▸ Tasks:
a) In the blog post below about the Tungsten Replicator, condense the paragraph beginning "These issues are well-known to the MySQL community" into two or three sentences that keep its main facts.
b) According to the blog post below about the Tungsten Replicator, at what website can the Tungsten Replicator be found?
c) Write the next part of the blog post below about the Tungsten Replicator, picking up after its final line.

▸ Extract:
Thursday, August 28, 2008

Answering Monty's Challenge: Advanced Replication for MySQL

Today Continuent is publishing the Tungsten Replicator, which provides advanced open source master/slave replication for MySQL. Publishing code is the first step to creating a robust alternative to current MySQL replication and will be followed by similar support for Oracle, PostgreSQL, and many other databases.

We started with master/slave replication on MySQL for a very simple reason: we know it well. And we know that while MySQL replication has many wonderful features like simple set-up, it also has many deficiencies that have persisted for a long time. Monty Widenius, a widely respected MySQL engineer, summarized some of the key problems last April:

- replication is not fail safe
- no synchronous options
- no checking consistency option
- setup and resync of slave is complicated
- single thread on the slave
- no multi-master
- only InnodDB synchronizes with the replication (binary) log

These issues are well-known to the MySQL community. Monty laid down a challenge, but we all know the community can write software that solves it. However, there’s a much bigger challenge out there. There are highly capable replication products produced by commercial vendors like Golden Gate, Quest, Oracle, Sybase, and others. They handle high availability, performance scaling, upgrade, heterogeneous replication, cross site clustering—you name it. Why aren’t these capabilities available in an open source product? Why doesn’t that open source product have the ease-of-use and accessibility MySQL is famous for?

The Tungsten Replicator is designed to answer that challenge. Here’s the initial feature set:
  • Simple set-up procedure
  • Master/slave replication of one, some, or all databases
  • MySQL statement replication
  • Proper handling of master failover in presence of multiple slaves
  • Checksums on replication events
  • Table consistency check mechanism
And here’s the roadmap:
  • Group communications-based management
  • Oracle support
  • PostgreSQL support
  • MySQL row replication
  • Heterogeneous replication
  • Multi-master via bi-directional replication with conflict resolution
  • Semi-synchronous replication
  • Parallel update on slaves to increase performance
  • Proxying support to reduce or eliminate application changes
We are implementing all of these features in a way that abstracts out platform and database differences. The architecture is not just database-neutral--by making it possible to extract from one database type and push to another we lay a cornerstone for heterogeneous data transfer.

Tungsten Replicator is available on our community website at http://community.continuent.com. Stop by and check it out. The code is in the early stages but will mature very rapidly. You can help us guide it forward. We are looking forward to answering Monty’s challenge and going much further. We are looking forward to creating something that brings powerful replication within the reach of every database user.

11 comments:

Ronald Bradford said...

It's a pity I missed your webinar, but I'll be reviewing this in more detail.

Most interesting.

Ronald
http://ronaldbradford.com

Robert Hodges said...

▸ Supplied data:

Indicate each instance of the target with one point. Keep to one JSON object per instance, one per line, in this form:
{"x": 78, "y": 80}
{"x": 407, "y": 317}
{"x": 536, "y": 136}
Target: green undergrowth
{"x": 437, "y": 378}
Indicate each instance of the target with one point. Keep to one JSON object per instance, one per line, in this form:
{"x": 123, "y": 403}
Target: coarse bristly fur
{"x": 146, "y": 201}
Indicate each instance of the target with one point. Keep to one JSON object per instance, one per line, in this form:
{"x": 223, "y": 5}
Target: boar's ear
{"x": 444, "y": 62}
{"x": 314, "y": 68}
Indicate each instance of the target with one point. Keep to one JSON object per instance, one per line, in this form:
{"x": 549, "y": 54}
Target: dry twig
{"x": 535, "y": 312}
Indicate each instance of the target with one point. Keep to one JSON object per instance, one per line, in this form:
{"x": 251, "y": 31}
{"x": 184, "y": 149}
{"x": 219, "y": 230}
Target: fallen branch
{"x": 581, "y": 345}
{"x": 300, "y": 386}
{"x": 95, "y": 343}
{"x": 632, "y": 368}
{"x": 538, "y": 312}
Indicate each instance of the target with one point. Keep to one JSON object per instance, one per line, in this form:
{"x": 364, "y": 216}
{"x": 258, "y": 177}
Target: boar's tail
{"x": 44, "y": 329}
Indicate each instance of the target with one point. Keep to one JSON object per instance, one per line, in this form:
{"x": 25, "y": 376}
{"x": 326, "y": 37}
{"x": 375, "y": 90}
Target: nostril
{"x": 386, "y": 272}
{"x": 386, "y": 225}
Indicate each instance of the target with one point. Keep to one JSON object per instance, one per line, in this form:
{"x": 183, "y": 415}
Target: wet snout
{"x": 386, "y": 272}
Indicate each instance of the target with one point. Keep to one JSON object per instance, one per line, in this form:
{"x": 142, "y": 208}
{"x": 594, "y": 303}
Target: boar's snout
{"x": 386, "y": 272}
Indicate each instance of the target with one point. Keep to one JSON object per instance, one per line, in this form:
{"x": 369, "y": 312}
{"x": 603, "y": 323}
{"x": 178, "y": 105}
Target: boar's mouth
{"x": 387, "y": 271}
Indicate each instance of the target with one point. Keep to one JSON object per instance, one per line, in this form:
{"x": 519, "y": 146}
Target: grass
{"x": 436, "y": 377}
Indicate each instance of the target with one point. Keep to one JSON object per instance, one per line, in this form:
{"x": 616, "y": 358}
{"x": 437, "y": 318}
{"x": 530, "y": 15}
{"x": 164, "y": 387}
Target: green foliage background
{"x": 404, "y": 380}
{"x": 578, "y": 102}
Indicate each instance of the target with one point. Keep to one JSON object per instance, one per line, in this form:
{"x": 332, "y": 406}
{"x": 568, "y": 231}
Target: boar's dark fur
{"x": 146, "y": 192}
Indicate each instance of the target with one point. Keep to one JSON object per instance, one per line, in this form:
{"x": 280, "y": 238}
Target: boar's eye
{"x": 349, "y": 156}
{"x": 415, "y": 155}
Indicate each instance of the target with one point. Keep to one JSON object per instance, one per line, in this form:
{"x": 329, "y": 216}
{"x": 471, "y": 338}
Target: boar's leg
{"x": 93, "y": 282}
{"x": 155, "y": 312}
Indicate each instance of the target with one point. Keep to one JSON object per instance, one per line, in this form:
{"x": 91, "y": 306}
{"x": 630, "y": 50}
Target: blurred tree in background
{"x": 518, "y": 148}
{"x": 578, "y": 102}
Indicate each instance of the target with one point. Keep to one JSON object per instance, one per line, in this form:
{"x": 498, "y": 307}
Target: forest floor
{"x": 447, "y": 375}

▸ Task-by-task outputs:
a) The MySQL community knows these issues and can write software to meet Monty's challenge, but a bigger challenge exists. Commercial vendors such as Golden Gate, Quest, Oracle, and Sybase sell replication products that handle high availability, performance scaling, upgrade, heterogeneous replication, and cross-site clustering. The paragraph asks why no open source product offers these capabilities with the ease of use and accessibility MySQL is known for.

b) It is available on Continuent's community website at http://community.continuent.com.

c)
Hi Ron,

Don't worry, we'll probably be talking about this until everyone is heartily sick of it. :) Seriously, thanks for checking it out. We're really interested in community opinion on this effort.

Robert

Mark Callaghan said...

How does this capture events on the MySQL master? From the architecture document, I think this tails the binlog on the master.

Robert Hodges said...

That's correct--we tail the binlog, assigning transaction IDs, and place the result in the transaction history log (THL), currently stored in the database. This addresses the problem of having fungible transaction IDs but for now inherits two-phase commit issues.

Anonymous said...

And how about SQLite support? It's very fast and quality database management system. There are a lot of installations of SQLite and relevant software.

Robert Hodges said...

That's a really interesting question about SQLite. I'm looking into whether we can support it. Thanks for posting!

burtonator said...

I couple of feature suggestions from the problems we've run into at Spinn3r:

1. make it fully crash safe, optionally using transactions to store metadata on transactional storage engines.

You'll probably have to replace your use of the binlogs as this is one of the problems with the current replication setup.

The current MySQL replicator is not crash safe.

2. Checksums (which you already have)

.... some more thoughts.

The parallel update on slave feature ROCKS and will probably push me to try it out.

Robert Hodges said...

Thanks for the suggestions! I'm already thinking about how to get off binlogs but for now we are using them initially because they are easy to read. Other databases like Oracle and PostgreSQL don't have the consistency issues but are far harder to parse.

Parallel update will be more practical once we have row replication. Currently we are reading statements. This will change soon.

Please sign up on the Tungsten Replicator mailing list if you want to keep track of development.

burtonator said...

Oh..... the other thing I was going to suggest was to use O_DIRECT to write your own binary logs (if you can).

This way the Linux swap bug doesn't bite you and you're not constantly causing Linux to page.

If you need it block aligned you can just write mod 512 byte units.

This turns out to be a big problem in our setup.

Robert Hodges said...

@burtonator
Hi Kevin, your experiences sound pretty interesting. Thanks again for the posts.

ms said...

Hopefully there will be plans for MS SQL Server support. I think there's a lot of opportunity there.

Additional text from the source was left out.